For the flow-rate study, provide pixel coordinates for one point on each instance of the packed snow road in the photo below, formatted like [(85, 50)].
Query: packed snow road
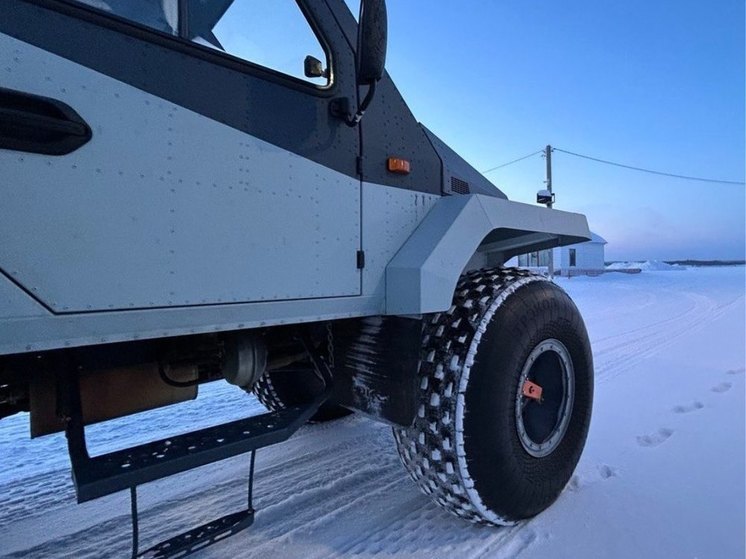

————

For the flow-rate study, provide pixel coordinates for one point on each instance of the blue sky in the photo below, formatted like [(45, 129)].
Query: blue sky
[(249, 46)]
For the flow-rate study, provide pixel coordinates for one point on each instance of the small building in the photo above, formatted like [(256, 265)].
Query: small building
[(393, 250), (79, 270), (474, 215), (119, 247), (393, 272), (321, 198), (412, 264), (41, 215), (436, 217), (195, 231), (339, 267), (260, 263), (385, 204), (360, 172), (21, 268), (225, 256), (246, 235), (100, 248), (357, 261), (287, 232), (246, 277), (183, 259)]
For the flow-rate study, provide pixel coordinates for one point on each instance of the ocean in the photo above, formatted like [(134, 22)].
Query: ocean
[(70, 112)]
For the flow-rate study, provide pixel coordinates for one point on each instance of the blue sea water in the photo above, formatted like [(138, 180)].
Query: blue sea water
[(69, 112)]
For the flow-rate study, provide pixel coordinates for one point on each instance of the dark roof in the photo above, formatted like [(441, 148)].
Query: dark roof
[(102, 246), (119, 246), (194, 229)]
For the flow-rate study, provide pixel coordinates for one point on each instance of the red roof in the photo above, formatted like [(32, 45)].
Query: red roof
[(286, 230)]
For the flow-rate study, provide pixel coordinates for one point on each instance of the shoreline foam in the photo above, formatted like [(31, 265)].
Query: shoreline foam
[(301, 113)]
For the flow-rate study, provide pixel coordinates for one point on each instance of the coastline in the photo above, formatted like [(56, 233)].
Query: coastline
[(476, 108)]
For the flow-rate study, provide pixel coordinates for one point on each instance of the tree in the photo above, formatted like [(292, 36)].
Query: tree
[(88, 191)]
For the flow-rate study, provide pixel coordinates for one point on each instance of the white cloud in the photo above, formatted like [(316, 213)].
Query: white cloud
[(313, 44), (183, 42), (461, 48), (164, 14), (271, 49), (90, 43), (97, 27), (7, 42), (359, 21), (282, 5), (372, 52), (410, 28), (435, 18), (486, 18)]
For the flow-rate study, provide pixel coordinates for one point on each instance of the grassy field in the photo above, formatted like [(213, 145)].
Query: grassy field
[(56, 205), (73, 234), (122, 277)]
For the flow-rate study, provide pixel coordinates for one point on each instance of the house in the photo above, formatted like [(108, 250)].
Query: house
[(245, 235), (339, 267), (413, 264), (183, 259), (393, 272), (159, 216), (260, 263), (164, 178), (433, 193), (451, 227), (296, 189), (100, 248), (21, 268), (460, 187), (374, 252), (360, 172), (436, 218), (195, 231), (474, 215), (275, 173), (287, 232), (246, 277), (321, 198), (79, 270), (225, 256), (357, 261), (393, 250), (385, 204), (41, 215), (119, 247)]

————

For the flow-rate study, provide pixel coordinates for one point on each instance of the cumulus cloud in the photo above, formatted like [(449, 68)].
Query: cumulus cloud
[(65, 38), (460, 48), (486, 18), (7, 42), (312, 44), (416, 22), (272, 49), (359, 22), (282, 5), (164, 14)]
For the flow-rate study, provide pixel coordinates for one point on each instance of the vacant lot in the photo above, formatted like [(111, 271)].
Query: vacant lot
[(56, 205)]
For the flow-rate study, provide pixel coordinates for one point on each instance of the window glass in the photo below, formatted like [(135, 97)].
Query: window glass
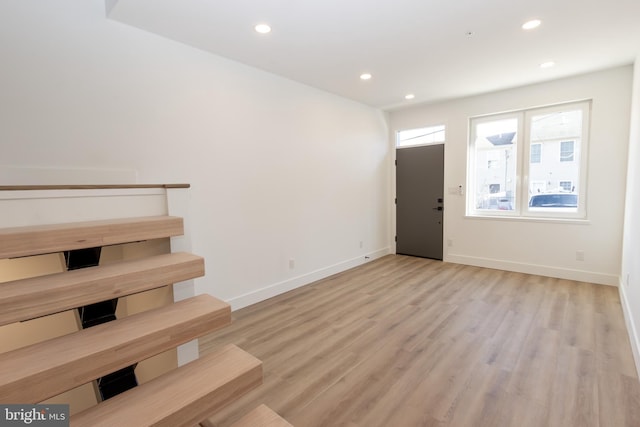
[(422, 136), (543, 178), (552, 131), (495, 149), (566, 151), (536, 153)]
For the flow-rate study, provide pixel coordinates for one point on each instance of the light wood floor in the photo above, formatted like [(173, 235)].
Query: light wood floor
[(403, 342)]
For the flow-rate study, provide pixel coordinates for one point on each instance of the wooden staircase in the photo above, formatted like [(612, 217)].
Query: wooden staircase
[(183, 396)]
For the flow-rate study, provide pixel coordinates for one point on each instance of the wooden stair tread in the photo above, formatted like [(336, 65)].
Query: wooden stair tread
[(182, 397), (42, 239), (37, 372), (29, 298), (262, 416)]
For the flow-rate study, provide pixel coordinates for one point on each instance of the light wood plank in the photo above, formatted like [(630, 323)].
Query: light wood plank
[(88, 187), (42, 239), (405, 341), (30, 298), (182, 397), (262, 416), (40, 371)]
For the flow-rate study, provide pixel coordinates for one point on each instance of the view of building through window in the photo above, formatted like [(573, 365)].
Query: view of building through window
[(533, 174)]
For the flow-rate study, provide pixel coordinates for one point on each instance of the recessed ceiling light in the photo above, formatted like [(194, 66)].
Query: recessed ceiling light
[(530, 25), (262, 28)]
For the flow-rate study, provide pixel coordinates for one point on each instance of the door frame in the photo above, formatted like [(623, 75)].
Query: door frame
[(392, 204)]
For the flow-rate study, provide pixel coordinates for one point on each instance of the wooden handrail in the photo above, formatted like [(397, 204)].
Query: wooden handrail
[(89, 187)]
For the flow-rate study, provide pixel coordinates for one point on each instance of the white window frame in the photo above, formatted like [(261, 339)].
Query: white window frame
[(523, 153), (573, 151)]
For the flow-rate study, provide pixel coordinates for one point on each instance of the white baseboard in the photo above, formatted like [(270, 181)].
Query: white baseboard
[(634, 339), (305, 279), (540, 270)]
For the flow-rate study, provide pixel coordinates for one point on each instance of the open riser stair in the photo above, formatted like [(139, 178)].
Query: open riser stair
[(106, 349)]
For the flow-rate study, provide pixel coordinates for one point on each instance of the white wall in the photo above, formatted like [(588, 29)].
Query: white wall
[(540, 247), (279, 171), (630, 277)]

————

◆ Stated exercise: Rewrite the stretch from the line containing "like [(85, 50)]." through the line containing "Query: packed snow road", replacing "packed snow road" with "snow-covered road" and changing nothing else.

◆ Solution to this problem:
For the flow-rate study, provide pixel coordinates for one point on each instance of the snow-covered road in the photo below, formatted like [(85, 50)].
Query: snow-covered road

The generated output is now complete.